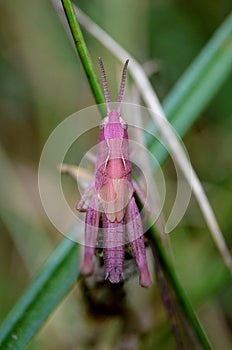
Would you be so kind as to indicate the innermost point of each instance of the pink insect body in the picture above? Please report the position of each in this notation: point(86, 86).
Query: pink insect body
point(112, 199)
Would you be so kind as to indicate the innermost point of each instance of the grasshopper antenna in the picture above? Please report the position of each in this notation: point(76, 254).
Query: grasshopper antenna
point(123, 80)
point(104, 83)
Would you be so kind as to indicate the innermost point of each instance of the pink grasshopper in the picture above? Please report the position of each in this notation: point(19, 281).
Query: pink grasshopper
point(112, 199)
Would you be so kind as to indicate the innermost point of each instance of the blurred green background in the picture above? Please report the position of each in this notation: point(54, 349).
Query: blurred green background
point(41, 83)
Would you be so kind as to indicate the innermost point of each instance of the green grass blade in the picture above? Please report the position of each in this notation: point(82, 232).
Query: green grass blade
point(46, 291)
point(199, 84)
point(179, 291)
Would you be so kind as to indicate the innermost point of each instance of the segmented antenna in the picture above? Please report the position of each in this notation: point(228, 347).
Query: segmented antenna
point(104, 83)
point(123, 80)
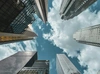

Work required:
Gather each line of the records above that contains the word "antenna", and copy those lines in their original order.

Answer to the problem:
Would you be so kind as to indicate the innermost point of each instance of the grasshopper antenna in the picture above? Please report the position of each in this notation: point(76, 254).
Query: grasshopper antenna
Would you be so kind as to indicate the innermost point of each instance of the segmented antenna in the picture above? Please report the position of each in this notation: point(228, 347).
Query: segmented antenna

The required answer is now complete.